Work to complete: Please set down, unchanged, the line containing "hair accessory in" and all the lines that follow it until the data below ends.

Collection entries
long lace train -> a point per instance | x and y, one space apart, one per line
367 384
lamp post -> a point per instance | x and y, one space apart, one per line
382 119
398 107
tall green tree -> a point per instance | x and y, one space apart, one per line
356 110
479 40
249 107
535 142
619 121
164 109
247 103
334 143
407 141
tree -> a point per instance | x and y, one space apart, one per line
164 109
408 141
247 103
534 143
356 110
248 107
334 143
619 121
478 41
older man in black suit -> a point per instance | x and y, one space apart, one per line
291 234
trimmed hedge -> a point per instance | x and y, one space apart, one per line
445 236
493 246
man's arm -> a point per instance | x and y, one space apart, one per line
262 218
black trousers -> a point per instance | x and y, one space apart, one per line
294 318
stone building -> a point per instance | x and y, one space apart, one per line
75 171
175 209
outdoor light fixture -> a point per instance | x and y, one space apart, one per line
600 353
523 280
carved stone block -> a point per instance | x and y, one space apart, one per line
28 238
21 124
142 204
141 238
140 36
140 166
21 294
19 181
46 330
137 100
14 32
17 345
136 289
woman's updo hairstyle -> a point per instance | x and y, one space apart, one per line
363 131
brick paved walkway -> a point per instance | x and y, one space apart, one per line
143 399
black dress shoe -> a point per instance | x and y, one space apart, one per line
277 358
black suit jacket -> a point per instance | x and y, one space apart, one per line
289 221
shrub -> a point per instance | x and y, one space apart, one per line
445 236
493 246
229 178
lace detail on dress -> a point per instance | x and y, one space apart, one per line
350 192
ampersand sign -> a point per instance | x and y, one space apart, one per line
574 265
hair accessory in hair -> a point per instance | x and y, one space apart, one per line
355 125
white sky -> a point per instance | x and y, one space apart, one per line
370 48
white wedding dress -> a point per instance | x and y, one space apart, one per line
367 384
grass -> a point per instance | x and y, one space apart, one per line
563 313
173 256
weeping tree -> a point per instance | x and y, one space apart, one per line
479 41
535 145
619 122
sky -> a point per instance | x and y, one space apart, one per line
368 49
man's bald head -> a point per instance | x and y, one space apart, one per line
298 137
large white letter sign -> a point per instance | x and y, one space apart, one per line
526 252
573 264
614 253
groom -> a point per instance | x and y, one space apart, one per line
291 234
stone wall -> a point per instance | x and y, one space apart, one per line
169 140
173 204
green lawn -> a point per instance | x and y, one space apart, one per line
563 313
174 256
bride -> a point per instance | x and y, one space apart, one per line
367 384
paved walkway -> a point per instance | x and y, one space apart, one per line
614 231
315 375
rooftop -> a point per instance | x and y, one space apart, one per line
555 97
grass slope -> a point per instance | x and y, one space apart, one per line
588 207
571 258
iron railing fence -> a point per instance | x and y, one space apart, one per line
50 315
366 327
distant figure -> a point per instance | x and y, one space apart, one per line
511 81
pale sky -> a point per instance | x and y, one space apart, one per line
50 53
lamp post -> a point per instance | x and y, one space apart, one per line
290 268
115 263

Task solution:
hair accessory in hair -> a point per instance | x and y, one space apart, one per line
355 125
white sky -> a point per instance | x and y, one space apart, one per line
370 48
white wedding dress -> a point per instance | x and y, one space apart, one per line
367 384
grass -> a point per instance | x and y, one space apart, one per line
563 313
173 256
weeping tree -> a point per instance | x and y, one space apart, one per line
479 41
535 145
619 122
sky -> a point per instance | x and y, one space apart, one per line
368 49
man's bald head -> a point per instance | x and y, one space apart, one per line
298 137
large white letter sign -> a point per instance | x and y, one space apart, one per line
526 252
573 264
614 253
groom -> a point per instance | x and y, one space apart, one per line
291 234
stone wall -> a point per instance | x and y, one space apart, one per line
169 140
173 204
green lawn -> a point per instance | x and y, one space apart, one per line
563 313
174 256
bride -> a point per instance | x and y, one space apart, one per line
367 384
paved walkway -> a point per instance | x and y, one space apart, one per line
614 231
315 375
rooftop -> a point per instance | x and y, one space apart, one per line
555 97
grass slope -> a point per instance | x and y, one space apart, one per line
588 207
571 258
iron railing fence -> a point per instance | x and y, one space apart, one per line
50 315
366 327
distant figure -> a point per instance | x and y, one space apart, one per line
511 81
pale sky -> a point per instance | x and y, one space apart, one per line
50 53
lamp post -> a point per instance | x and y, one space apart, one per line
290 268
115 263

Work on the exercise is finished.